ASSIGNED TASK. Whenever a line in the entries includes the word "cluster", copy that line out.

------------------------

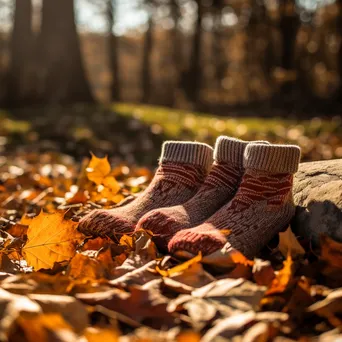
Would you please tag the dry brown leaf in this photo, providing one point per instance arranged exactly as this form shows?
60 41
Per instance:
188 336
263 272
288 244
331 251
94 334
84 267
180 268
45 328
51 238
18 230
98 169
71 309
283 278
226 258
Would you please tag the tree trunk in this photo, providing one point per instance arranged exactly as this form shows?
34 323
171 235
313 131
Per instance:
289 25
62 73
192 78
115 88
146 79
318 196
177 51
339 92
20 69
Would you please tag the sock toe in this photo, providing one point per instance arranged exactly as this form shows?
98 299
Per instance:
104 223
193 240
157 222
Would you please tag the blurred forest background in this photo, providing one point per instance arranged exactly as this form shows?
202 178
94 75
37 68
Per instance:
231 58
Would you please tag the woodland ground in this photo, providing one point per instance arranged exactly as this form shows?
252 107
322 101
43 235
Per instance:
56 284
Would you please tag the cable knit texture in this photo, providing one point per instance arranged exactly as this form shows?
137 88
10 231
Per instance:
182 169
262 206
219 187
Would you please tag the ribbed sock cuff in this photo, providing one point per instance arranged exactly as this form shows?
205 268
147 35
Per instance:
187 152
272 158
229 150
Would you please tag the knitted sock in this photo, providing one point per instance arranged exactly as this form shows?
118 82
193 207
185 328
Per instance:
261 208
219 187
182 169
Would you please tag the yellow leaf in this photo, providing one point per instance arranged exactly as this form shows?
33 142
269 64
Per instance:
288 244
283 278
98 169
180 268
188 336
44 327
112 184
51 239
127 240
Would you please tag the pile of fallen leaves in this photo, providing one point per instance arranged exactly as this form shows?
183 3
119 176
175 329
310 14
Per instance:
59 285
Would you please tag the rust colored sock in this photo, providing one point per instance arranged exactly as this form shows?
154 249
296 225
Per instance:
183 167
262 206
219 188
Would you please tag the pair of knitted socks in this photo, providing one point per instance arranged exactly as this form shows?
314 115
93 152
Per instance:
191 201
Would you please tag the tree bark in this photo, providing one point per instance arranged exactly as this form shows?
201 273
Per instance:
146 79
318 196
192 78
113 52
62 73
20 69
289 25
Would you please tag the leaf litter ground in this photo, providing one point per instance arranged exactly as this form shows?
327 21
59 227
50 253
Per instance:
57 284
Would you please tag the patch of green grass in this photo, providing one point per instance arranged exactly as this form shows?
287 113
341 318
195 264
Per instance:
175 122
318 138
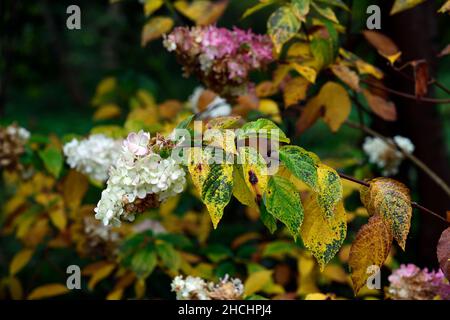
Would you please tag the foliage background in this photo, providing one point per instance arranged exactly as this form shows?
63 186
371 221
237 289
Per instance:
50 74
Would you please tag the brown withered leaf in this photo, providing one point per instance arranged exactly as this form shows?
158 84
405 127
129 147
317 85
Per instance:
443 252
384 45
381 107
391 200
421 76
371 247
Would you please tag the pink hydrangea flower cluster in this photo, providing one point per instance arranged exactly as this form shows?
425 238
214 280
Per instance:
220 57
409 282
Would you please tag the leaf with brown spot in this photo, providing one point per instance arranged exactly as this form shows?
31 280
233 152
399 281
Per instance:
255 171
443 252
386 110
322 236
421 76
391 200
346 75
371 247
294 91
384 45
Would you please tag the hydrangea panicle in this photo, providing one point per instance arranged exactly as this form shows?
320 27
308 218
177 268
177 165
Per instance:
220 57
140 179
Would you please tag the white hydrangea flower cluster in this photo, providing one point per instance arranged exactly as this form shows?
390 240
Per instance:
139 179
385 156
92 156
195 288
22 133
218 107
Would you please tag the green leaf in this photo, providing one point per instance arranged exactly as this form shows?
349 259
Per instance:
282 25
278 248
283 202
322 50
260 127
322 236
169 256
301 8
186 122
213 181
240 189
330 189
326 12
268 220
53 160
258 7
302 164
217 252
144 261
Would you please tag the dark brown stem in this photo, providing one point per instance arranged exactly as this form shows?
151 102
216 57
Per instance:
407 155
406 95
414 204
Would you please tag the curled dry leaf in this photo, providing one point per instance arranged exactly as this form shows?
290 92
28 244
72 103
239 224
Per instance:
385 46
421 76
381 107
389 199
443 252
371 247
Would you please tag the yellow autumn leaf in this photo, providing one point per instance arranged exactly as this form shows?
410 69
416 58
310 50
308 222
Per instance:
256 281
107 111
371 247
346 75
20 260
402 5
306 266
391 200
151 6
155 28
75 187
58 216
100 274
321 235
384 45
15 288
47 291
295 91
270 108
337 104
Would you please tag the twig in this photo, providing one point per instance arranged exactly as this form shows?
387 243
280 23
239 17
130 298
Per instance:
414 204
406 95
407 155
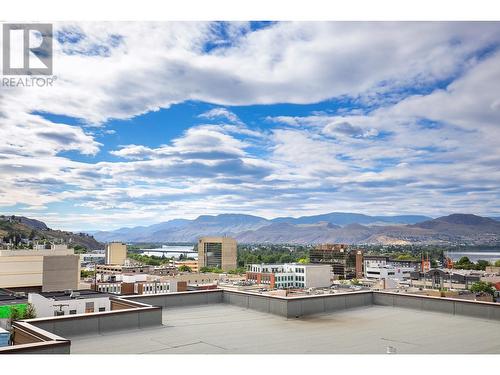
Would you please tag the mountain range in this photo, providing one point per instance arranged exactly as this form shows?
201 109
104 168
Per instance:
331 227
19 228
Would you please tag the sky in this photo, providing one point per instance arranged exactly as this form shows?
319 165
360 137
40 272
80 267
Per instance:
148 122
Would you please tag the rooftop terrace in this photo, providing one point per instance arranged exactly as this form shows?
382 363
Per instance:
226 329
223 321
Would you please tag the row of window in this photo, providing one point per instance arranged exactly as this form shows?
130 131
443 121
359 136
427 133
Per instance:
290 278
290 285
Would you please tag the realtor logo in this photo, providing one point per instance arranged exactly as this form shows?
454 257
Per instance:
27 49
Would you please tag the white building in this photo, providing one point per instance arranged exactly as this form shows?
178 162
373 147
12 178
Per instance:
69 303
383 267
291 275
387 272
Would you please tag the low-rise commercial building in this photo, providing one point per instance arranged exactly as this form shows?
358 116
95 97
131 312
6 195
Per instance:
69 302
345 262
217 252
291 275
192 264
39 270
116 253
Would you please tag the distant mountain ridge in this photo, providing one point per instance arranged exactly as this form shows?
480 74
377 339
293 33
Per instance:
331 227
19 227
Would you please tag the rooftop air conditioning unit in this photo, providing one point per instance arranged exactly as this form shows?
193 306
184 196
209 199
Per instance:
75 295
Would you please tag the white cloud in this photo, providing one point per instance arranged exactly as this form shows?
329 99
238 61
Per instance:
386 157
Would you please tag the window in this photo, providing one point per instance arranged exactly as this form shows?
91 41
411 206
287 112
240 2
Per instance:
89 307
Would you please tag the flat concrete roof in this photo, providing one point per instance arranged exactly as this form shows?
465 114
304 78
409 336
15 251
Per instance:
228 329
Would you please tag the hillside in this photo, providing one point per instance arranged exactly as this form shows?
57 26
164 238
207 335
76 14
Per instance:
20 228
249 226
333 227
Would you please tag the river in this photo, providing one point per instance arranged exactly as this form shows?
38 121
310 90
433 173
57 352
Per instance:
489 255
171 251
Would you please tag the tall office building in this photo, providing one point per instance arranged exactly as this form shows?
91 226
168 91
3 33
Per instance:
217 252
116 253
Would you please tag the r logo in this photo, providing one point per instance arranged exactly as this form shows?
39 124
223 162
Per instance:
27 49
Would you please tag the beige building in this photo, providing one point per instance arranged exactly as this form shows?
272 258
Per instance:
193 264
116 253
217 252
45 270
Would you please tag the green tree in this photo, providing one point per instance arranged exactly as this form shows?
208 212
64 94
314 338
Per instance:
482 286
482 264
185 268
16 313
237 271
30 312
84 274
463 261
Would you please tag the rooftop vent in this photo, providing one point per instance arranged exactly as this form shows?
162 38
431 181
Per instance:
75 294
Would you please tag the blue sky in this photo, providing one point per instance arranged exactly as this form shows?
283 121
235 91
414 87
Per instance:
154 121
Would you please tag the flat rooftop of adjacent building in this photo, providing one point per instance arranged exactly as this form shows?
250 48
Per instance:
228 329
83 293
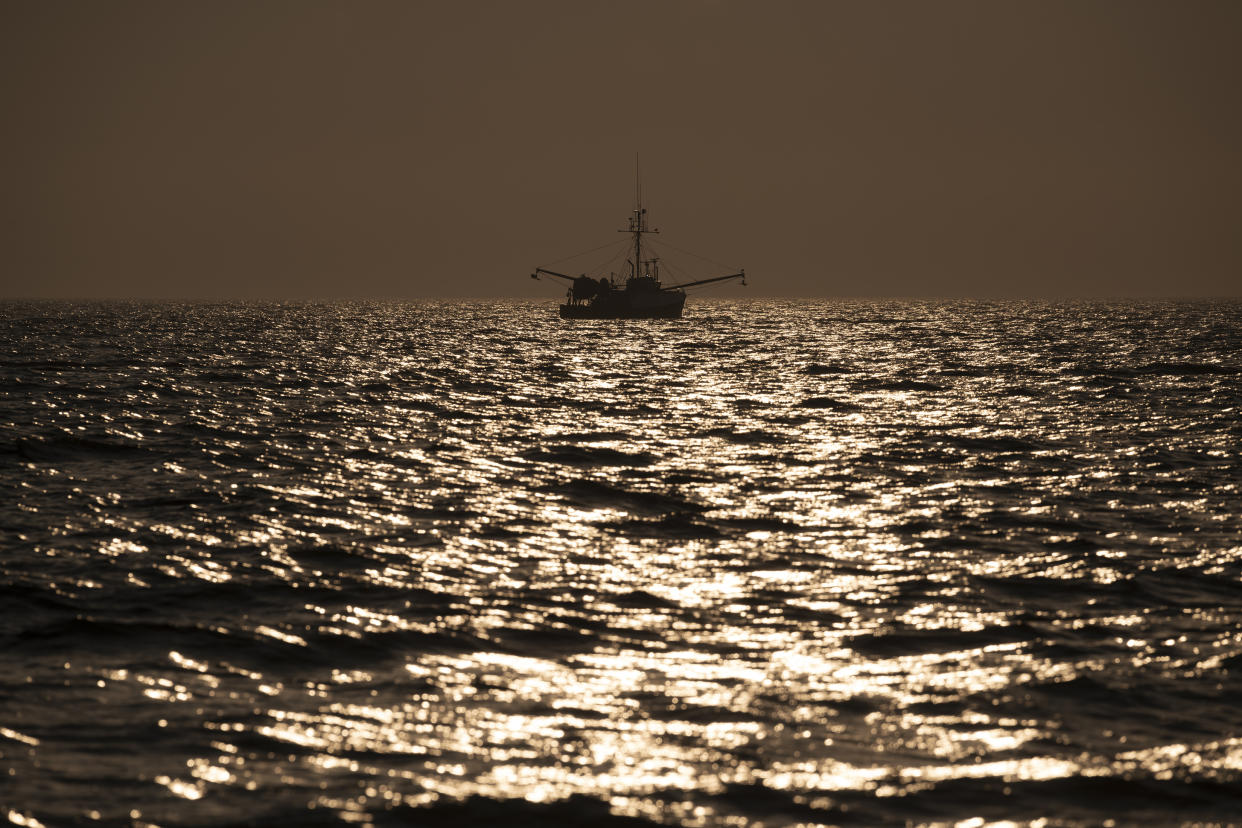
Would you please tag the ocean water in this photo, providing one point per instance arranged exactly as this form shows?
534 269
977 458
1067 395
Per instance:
778 562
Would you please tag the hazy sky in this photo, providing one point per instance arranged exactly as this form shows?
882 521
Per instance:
411 149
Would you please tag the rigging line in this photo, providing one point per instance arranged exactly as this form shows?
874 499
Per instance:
607 261
728 267
677 266
583 253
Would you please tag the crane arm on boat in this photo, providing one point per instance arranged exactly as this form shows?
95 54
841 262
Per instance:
547 272
739 274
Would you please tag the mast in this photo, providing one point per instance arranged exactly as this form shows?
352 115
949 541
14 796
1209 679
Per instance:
637 232
639 222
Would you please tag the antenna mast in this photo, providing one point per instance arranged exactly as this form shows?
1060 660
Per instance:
639 221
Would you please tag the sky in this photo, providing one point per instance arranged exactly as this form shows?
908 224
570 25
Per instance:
406 149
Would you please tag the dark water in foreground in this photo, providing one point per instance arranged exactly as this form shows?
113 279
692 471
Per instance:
779 562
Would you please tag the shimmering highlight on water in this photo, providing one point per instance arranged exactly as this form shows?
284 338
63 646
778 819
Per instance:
776 562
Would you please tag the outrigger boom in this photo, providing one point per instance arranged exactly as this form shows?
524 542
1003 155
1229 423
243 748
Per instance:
739 274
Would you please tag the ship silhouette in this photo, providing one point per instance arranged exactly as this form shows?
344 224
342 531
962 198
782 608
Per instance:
641 296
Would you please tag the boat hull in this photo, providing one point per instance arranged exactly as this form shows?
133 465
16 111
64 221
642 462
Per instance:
666 304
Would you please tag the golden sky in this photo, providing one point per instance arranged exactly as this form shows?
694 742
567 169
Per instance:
419 149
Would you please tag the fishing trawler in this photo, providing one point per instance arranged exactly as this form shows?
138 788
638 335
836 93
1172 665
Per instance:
641 296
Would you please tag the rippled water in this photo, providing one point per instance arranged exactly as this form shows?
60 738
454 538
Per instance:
776 562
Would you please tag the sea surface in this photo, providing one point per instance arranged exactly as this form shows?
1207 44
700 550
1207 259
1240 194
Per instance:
776 562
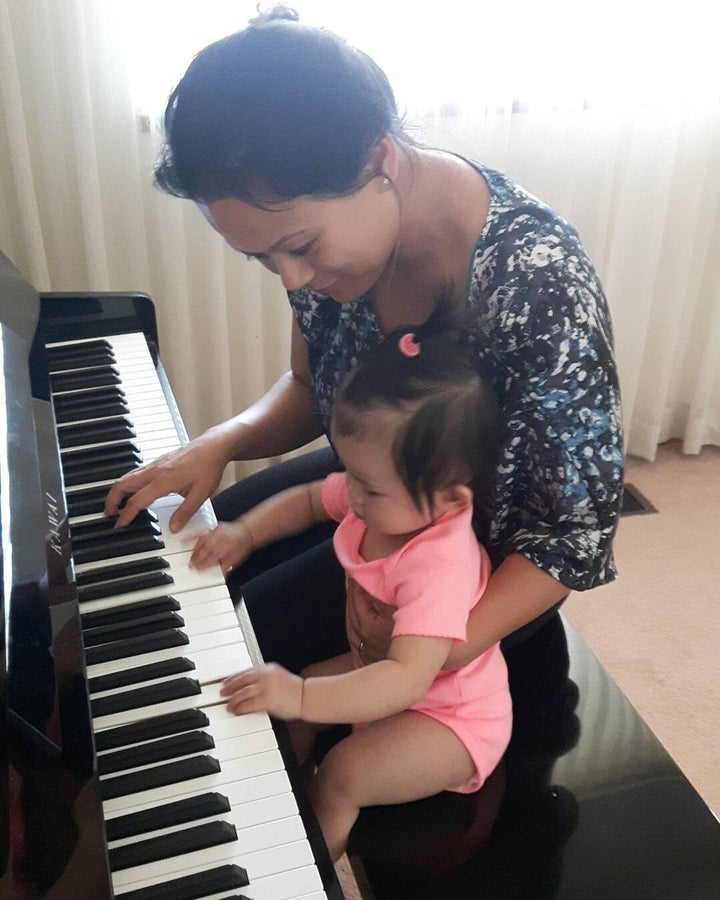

------------------------

OUTPUT OF THE TASK.
Would you please tag the pink hydrangea flower cluster in this photo, providing one point per instance arranged exactly as this form shows?
Would you please tag the white hydrangea flower cluster in this photo, providing one point per instance arranged exactly as this form shows?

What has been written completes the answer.